EXTRAIT FOURNI:
^^^^
Quel scénario pour 2050 ?

Comment vivra-t-on en 2050 ? Aurons-nous des voitures volantes autonomes propulsées par des mini moteurs nucléaires ? Ou serons-nous « revenus à la bougie » suite à un effondrement de notre société incapable de s’adapter aux catastrophes environnementales ? Et plus concrètement, pourrons-nous encore prendre notre voiture quand il nous chante pour aller voir un spectacle à Alès ?
Ces dernières années, plusieurs scénarios ont été avancés pour tenter d’apporter des réponses à ces questions. Le dernier est sorti en février, publié par le cabinet de conseil The Shift Project. D’autres sont le fruit d’associations (Greenpeace, NégaWatt), ou encore d’organismes publics (l’Ademe). Il s’agit d’études prospectives qui modélisent des données sur l’énergie, les transports, l’agriculture etc., pour réfléchir à ce que pourrait être la société en 2050 si nous voulons maintenir le réchauffement climatique sous la barre des 2°C d’ici 2100, comme le prévoit l’Accord de Paris au niveau international. Et il est maintenant bien établi que cet objectif nécessite immédiatement des transformations majeures dans nos modes de consommation et de production.

Des hypothèses lourdes de conséquences

L’une des idées principales de ces scénarios est la neutralité carbone, qui consiste à n’émettre qu’une faible quantité de gaz à effet de serre, qui pourra être « capturé » et ainsi ne pas aggraver le réchauffement climatique. Cette capture peut être naturelle, puisque les végétaux absorbent du C02 et recrachent de l’oxygène, ou artificielle, avec des systèmes qui pourraient soit recycler le CO2, soit le stocker. Ce concept fait débat, car il peut être défini, interprété et utilisé de multiple façons, avec des implications fortes en terme d’efficacité et de justice sociale. Par exemple les industries polluantes comptent beaucoup sur la capture artificielle de CO2, car elles pourraient ainsi ne pas trop réduire leurs émissions, tandis que les associations environnementales considèrent que ces technologies n’ont pas fait leurs preuves et qu’il ne faut donc pas compter dessus. Chaque partie va donc retenir une « hypothèse » différente sur la capture de CO2, orientée par sa vision du monde et ses intérêts.
^^^^
CONSIGNE:
Écrivez la suite du texte sur les scénarios pour 2050, en reprenant après sa dernière phrase.
^^^^
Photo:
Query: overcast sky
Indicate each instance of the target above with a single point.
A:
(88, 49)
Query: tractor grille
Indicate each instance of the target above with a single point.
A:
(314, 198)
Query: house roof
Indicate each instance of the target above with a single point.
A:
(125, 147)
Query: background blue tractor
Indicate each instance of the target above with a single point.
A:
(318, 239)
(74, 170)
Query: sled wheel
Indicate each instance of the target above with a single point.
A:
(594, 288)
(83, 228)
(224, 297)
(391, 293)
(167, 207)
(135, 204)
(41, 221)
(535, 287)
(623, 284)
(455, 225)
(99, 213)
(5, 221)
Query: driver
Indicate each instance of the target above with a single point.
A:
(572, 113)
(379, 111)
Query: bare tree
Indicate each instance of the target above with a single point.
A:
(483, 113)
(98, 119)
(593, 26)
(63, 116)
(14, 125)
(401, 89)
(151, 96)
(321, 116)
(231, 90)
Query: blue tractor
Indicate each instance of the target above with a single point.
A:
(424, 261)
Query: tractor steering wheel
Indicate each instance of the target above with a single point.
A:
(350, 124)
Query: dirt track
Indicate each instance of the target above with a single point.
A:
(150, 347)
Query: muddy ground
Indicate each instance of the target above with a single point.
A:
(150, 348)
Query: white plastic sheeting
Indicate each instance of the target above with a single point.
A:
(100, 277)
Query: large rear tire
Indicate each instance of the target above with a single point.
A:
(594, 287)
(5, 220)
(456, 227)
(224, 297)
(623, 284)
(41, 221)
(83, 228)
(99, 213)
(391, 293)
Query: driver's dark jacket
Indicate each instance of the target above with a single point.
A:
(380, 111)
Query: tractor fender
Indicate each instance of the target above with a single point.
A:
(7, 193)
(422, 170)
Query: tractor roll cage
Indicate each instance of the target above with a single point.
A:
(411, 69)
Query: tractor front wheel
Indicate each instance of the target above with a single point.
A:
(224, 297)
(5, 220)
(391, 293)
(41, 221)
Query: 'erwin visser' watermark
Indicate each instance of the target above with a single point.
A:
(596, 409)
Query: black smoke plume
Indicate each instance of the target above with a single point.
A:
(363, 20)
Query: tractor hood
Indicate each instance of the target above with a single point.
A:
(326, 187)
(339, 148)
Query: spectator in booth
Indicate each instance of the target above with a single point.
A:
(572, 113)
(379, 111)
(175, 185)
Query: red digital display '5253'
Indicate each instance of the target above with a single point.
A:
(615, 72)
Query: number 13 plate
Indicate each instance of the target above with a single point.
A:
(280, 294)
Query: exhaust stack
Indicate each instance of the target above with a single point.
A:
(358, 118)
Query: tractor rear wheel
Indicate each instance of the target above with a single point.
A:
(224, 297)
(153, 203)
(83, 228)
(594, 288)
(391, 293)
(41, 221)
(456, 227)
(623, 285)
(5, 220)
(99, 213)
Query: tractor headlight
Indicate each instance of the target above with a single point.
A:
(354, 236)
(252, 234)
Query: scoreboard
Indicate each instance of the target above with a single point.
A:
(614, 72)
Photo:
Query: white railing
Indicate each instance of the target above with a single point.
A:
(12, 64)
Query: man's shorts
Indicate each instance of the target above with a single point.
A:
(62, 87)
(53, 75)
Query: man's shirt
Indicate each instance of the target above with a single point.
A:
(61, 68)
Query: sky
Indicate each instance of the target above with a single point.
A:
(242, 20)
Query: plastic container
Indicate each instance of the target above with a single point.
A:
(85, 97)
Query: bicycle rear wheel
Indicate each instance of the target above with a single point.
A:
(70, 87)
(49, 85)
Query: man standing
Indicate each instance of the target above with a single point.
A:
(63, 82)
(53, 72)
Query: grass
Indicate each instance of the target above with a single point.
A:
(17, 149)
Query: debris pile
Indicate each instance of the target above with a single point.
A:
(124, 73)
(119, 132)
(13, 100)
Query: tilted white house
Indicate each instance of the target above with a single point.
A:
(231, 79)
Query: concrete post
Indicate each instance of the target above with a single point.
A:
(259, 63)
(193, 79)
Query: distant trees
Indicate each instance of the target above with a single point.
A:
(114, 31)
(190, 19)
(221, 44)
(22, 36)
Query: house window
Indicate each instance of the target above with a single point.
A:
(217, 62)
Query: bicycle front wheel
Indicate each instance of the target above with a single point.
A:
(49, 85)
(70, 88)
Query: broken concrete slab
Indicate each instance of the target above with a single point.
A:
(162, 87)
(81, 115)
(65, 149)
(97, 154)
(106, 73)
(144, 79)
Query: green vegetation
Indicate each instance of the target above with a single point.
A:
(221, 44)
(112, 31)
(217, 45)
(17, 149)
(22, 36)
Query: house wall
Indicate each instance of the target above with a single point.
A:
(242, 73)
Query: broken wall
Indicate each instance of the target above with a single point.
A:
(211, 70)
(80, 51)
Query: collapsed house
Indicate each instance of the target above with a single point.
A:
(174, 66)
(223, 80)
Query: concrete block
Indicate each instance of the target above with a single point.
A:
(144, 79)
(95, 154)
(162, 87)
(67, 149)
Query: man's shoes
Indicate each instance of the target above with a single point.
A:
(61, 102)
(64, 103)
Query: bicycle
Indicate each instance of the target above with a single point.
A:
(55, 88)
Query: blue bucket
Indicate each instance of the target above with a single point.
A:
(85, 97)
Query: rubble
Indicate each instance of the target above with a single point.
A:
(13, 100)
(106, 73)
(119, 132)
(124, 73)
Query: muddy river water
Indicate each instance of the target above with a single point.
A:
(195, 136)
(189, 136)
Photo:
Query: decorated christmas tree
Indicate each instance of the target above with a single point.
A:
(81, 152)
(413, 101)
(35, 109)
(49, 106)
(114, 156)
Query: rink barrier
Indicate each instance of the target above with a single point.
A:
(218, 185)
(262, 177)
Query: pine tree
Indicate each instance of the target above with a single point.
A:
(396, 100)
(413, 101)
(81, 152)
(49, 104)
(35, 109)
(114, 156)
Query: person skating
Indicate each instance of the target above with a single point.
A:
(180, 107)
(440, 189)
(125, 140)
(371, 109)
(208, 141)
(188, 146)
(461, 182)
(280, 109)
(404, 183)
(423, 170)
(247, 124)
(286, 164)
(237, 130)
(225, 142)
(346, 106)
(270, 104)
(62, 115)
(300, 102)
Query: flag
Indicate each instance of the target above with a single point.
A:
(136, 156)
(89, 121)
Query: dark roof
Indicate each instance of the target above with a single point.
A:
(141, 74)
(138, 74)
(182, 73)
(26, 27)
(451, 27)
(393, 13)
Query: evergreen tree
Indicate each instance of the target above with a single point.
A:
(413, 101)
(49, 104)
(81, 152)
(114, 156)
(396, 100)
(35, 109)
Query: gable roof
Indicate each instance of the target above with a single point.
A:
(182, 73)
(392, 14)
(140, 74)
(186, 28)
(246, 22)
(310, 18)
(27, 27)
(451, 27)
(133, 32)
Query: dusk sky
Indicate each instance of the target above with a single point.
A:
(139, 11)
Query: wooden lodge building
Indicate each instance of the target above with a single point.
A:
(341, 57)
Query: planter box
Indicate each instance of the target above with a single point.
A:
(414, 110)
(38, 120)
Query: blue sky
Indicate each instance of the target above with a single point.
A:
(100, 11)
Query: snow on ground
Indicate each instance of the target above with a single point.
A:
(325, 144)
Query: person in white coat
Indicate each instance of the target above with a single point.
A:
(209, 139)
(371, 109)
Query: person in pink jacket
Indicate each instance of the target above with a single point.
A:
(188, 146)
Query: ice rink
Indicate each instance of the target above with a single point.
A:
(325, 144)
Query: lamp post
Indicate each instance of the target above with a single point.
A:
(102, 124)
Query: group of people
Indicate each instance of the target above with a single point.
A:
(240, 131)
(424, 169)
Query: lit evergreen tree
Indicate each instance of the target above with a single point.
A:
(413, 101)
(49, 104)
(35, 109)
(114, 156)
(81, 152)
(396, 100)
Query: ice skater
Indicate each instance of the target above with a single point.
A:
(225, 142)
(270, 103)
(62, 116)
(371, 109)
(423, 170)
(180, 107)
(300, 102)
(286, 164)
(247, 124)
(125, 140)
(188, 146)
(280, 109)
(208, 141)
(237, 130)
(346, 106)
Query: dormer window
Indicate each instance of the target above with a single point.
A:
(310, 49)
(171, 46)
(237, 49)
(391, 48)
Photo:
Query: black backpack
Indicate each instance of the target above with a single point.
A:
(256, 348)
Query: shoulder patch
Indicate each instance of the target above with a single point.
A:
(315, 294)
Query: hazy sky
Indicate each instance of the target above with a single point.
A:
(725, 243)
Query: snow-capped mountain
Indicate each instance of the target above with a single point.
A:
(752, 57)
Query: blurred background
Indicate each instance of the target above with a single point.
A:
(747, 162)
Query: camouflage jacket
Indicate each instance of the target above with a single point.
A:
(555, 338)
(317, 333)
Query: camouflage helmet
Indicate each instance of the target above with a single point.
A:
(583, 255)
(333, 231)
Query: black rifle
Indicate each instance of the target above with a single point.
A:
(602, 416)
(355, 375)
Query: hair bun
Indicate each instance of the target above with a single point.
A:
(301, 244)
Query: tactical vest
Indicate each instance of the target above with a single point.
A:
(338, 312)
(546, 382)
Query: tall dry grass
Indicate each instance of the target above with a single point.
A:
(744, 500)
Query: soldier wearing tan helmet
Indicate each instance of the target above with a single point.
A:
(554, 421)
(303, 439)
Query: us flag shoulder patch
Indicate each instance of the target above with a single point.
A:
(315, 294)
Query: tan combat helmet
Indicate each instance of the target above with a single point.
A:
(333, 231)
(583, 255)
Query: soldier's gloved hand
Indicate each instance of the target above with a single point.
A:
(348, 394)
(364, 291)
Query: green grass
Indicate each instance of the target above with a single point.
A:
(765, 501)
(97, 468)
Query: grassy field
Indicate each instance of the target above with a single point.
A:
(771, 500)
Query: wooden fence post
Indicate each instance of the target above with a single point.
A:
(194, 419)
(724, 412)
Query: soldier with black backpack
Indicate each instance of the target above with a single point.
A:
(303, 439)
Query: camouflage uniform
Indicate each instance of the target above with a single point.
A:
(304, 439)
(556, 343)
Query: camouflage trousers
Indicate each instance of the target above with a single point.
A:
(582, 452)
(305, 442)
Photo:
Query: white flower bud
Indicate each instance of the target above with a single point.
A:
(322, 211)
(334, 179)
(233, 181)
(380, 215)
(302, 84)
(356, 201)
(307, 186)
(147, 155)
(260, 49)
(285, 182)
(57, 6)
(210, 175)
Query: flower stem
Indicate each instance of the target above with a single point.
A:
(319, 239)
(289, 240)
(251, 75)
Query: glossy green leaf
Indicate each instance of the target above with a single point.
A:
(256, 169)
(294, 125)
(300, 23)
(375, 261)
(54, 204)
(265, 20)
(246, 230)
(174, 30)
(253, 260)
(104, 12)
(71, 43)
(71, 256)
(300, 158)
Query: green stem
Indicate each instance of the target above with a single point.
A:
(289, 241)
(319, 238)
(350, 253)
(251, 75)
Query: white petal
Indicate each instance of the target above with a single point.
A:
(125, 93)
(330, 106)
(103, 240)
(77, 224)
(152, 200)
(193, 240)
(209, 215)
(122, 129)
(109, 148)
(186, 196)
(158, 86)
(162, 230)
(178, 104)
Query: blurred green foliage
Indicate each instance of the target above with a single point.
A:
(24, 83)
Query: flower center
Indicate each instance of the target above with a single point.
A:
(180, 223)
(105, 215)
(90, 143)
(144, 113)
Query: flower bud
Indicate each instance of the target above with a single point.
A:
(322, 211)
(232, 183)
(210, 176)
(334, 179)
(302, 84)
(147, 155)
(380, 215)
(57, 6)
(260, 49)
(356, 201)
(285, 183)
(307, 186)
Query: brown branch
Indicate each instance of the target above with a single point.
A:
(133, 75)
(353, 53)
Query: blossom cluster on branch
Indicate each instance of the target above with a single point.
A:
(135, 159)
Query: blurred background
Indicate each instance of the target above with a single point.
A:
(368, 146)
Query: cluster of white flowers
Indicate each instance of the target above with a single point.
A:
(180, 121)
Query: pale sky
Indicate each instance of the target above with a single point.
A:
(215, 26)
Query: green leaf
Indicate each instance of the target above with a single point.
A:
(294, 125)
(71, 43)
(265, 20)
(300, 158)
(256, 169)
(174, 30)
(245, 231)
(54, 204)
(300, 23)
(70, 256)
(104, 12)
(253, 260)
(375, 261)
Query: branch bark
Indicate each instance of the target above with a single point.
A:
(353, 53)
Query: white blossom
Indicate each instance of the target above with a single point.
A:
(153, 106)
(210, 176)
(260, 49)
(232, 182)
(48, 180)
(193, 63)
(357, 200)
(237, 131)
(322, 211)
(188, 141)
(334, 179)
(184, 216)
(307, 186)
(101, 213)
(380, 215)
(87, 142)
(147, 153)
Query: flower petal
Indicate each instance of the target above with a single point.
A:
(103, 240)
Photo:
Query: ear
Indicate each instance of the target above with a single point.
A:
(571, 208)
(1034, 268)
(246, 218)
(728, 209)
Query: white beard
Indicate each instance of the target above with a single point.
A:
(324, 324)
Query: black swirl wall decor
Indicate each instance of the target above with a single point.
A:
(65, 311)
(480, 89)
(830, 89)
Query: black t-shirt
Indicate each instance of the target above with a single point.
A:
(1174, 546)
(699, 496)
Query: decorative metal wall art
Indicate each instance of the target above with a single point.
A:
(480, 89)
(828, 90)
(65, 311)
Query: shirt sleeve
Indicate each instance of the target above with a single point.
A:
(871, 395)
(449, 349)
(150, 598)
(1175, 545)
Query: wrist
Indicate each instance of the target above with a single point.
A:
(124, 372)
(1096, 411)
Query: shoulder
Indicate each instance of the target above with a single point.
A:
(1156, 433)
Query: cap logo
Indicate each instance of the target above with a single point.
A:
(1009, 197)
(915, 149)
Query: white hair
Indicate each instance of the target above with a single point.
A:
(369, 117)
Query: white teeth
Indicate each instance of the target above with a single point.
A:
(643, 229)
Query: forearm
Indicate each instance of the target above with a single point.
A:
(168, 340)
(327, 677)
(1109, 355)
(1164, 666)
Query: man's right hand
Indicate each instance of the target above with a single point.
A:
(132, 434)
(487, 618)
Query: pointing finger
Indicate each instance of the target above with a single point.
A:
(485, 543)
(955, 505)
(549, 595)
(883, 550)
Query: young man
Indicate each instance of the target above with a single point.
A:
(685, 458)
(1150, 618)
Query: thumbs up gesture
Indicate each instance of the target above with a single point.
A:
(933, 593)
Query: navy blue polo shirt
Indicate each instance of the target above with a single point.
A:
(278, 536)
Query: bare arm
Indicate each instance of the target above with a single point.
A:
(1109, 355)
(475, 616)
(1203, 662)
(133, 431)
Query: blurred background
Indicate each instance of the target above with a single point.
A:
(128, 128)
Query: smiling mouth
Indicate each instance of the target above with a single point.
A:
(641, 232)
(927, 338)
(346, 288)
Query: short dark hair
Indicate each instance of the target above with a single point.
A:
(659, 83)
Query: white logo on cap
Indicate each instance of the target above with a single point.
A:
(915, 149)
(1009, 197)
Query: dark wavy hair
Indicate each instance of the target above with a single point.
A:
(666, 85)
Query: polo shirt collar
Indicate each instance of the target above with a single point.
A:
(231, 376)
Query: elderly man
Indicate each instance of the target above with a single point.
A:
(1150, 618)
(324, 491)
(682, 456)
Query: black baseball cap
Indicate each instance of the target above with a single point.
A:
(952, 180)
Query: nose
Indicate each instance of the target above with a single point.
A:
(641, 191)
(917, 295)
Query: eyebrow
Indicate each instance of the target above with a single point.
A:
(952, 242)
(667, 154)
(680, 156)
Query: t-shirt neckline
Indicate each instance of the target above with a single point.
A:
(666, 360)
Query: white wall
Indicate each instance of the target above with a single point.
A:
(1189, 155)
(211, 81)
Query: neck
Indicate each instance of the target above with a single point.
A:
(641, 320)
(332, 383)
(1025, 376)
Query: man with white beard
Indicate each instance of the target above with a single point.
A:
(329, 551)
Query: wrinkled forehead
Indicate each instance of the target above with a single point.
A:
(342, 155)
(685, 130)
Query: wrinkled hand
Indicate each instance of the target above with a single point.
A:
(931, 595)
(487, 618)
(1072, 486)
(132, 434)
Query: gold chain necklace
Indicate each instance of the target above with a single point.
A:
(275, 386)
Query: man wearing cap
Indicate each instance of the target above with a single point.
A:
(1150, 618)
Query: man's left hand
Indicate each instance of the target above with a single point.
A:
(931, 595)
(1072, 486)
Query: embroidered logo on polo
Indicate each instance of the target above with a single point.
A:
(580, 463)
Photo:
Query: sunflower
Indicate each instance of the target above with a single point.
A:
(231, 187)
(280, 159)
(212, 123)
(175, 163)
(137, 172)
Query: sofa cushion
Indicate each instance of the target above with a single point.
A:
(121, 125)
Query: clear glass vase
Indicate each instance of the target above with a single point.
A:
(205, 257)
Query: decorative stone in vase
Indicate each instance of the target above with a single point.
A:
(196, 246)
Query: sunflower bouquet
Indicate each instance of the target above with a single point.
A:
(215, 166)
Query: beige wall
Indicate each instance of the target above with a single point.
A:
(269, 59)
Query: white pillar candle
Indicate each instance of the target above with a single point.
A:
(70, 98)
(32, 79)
^^^^
RÉSULTAT ATTENDU:
D’autres hypothèses sont structurantes et lourdes de conséquences pour l’avenir. Certaines sont « clivantes », par exemple le nucléaire, avec certains scénarios qui comptent dessus, d’autres qui considèrent que l’on peut très bien s’en passer. Ou encore l’agriculture, certains scénarios tablant sur une agriculture entièrement biologique en 2050, avec des fermes plus petites et beaucoup plus d’emplois agricoles. Pourtant nous sommes peu nombreux à vouloir devenir paysans vu la difficulté du métier.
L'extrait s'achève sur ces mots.